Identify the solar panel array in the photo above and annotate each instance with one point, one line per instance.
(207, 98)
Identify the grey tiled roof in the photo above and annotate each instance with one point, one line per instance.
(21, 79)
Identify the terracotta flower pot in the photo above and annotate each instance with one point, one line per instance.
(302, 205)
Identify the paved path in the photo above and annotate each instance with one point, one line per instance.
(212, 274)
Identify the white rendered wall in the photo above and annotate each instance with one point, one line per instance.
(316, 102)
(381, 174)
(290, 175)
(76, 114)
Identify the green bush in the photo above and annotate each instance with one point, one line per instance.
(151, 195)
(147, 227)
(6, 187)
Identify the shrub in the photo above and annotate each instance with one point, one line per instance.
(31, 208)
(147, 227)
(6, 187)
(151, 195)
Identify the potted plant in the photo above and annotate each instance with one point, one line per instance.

▶ [What needs to be done]: Restate word for word the lines from the line containing "Identify the green" through the last line of the listing, inclusive, and nothing beyond them.

▶ [Result of the exercise]:
Identify the green bush in the photo above and annotate each instance with one point, one line per instance.
(151, 195)
(147, 227)
(6, 187)
Identify the shrub in the photo above and annotate each instance with one point, one line per instance.
(31, 208)
(147, 227)
(6, 187)
(151, 195)
Identify the potted plant in the photo above and annotate each instance with one point, one line per instance.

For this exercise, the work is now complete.